_Problem description:_
In the records below, reproduce exactly the lines from the one containing "each like (380,1077)." through the one containing "each like (239,60).", both included, and omit the pictures.

━━━━━━━━━━━━━━━━━━━━

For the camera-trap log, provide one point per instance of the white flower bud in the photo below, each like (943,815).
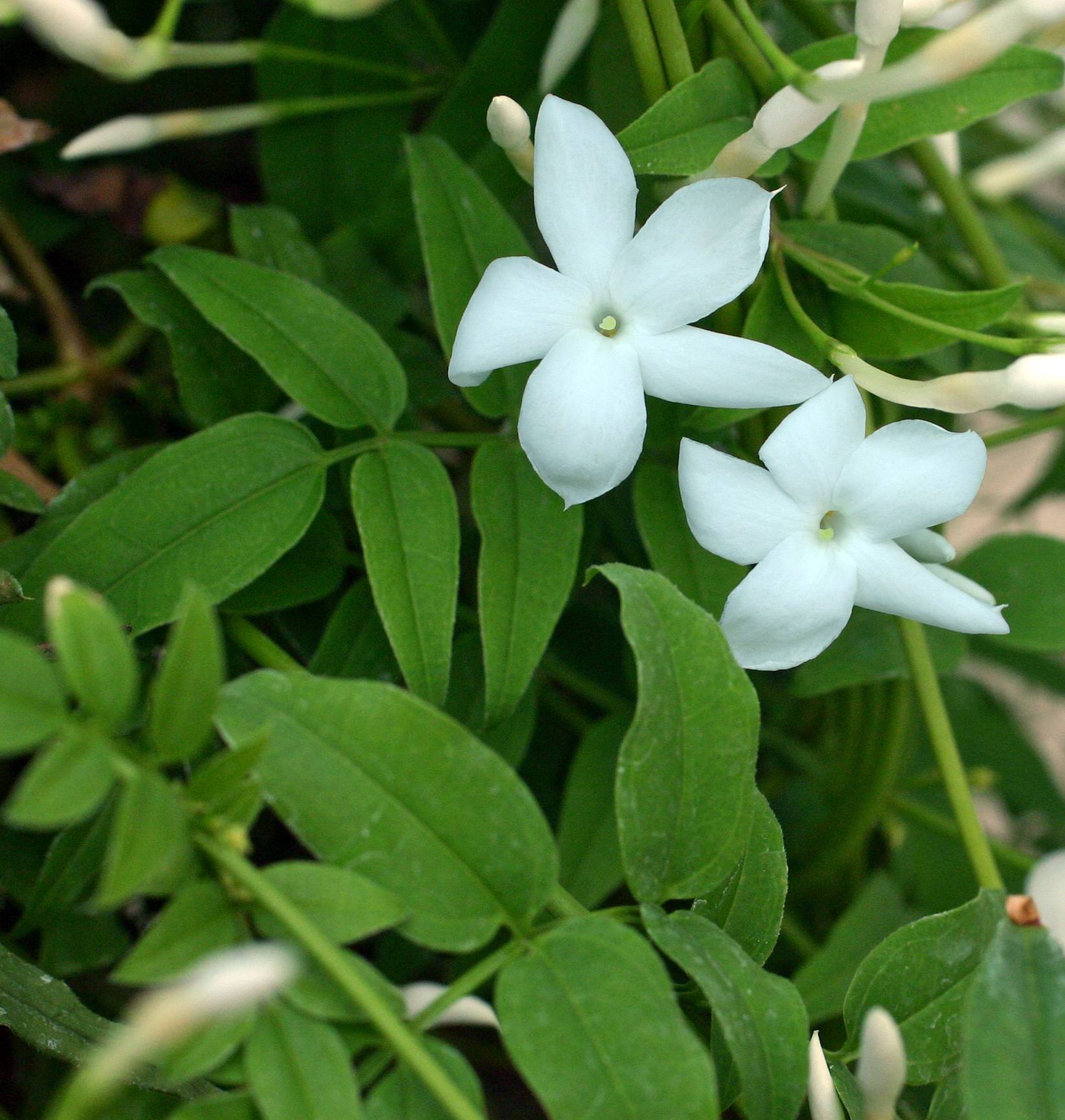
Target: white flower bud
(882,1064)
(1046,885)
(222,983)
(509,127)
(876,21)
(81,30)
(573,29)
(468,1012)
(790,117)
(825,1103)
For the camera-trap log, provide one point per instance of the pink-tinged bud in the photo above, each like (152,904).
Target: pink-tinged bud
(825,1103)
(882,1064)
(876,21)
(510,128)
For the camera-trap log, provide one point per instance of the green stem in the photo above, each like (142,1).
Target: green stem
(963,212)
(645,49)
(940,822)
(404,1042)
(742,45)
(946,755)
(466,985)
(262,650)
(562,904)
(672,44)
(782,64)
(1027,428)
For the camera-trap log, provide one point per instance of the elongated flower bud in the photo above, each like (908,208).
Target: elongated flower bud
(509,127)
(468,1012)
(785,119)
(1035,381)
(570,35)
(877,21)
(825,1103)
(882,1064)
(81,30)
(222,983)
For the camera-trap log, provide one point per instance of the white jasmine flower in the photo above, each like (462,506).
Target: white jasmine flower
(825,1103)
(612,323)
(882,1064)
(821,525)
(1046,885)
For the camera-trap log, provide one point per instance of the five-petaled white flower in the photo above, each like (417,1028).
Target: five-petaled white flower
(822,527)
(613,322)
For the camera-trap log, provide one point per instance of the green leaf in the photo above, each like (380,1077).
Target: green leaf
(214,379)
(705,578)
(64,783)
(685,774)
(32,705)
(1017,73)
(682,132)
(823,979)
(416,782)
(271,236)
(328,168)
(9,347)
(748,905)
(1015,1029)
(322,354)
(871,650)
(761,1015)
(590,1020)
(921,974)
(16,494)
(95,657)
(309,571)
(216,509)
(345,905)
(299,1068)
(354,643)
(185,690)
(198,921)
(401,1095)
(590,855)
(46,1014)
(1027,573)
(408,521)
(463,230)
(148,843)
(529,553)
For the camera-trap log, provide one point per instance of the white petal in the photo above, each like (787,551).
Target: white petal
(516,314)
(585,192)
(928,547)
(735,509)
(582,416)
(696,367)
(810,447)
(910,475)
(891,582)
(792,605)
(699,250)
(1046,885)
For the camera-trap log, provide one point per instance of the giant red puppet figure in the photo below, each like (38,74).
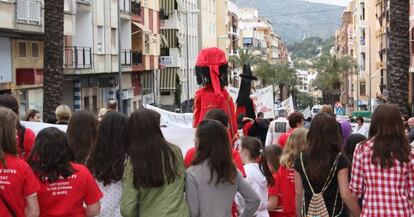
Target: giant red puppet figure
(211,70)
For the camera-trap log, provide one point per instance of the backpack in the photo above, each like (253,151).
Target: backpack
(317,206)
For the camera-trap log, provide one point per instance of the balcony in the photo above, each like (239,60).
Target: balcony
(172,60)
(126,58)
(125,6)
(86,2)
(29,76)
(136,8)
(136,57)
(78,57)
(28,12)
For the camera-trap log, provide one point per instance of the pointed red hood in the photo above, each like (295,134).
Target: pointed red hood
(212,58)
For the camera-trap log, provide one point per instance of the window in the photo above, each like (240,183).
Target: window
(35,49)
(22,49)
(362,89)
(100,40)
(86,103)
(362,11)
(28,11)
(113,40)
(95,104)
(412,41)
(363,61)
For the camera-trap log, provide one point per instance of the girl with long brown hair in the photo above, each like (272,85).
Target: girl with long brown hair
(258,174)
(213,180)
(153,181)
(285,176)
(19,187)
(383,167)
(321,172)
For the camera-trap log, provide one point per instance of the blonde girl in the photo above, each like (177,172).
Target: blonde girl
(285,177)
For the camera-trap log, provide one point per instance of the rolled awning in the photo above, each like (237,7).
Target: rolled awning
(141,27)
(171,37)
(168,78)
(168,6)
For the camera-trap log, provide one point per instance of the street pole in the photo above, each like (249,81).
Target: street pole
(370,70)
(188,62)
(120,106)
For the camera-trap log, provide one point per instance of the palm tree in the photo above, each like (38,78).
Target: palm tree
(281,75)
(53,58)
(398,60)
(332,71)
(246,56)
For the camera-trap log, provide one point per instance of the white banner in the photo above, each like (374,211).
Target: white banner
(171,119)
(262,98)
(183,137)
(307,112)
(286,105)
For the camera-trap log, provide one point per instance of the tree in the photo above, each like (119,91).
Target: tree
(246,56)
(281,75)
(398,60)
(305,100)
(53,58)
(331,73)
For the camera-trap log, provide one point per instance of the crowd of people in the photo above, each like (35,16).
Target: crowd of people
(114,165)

━━━━━━━━━━━━━━━━━━━━

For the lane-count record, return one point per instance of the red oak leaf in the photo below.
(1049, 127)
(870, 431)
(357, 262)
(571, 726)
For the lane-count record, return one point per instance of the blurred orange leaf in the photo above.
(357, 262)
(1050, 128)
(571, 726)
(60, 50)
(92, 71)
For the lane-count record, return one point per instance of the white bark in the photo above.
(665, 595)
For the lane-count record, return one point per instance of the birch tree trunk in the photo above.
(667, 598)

━━━━━━━━━━━━━━━━━━━━

_Output for this exercise:_
For the camera-trap log, provide one point per instance of the green leaf in the photo above, each like (380,1077).
Target: green leaf
(214,379)
(705,578)
(64,783)
(685,774)
(32,705)
(1017,73)
(682,132)
(823,979)
(416,782)
(271,236)
(328,168)
(9,347)
(748,905)
(1015,1029)
(322,354)
(871,650)
(761,1015)
(590,1020)
(921,974)
(16,494)
(95,657)
(309,571)
(216,509)
(345,905)
(299,1068)
(354,643)
(185,690)
(198,921)
(401,1095)
(590,855)
(46,1014)
(1027,573)
(408,521)
(463,230)
(148,843)
(529,553)
For the camera-trap log, provide one point per instance of the white petal in the photo above, each like (787,551).
Target: white petal
(516,314)
(585,192)
(928,547)
(735,509)
(582,416)
(696,367)
(810,447)
(910,475)
(891,582)
(792,605)
(699,250)
(1046,885)
For the camera-trap log, provide one point per instance of the giant red puppet figure in the photo below, each like (38,74).
Target: giant red puppet figure
(211,70)
For the camera-trap log, provide one point per instance of the backpack in the photo above, each like (253,151).
Target: backpack
(317,206)
For the camera-trap log, provide one point per instance of the balcony in the photo above, each like (239,60).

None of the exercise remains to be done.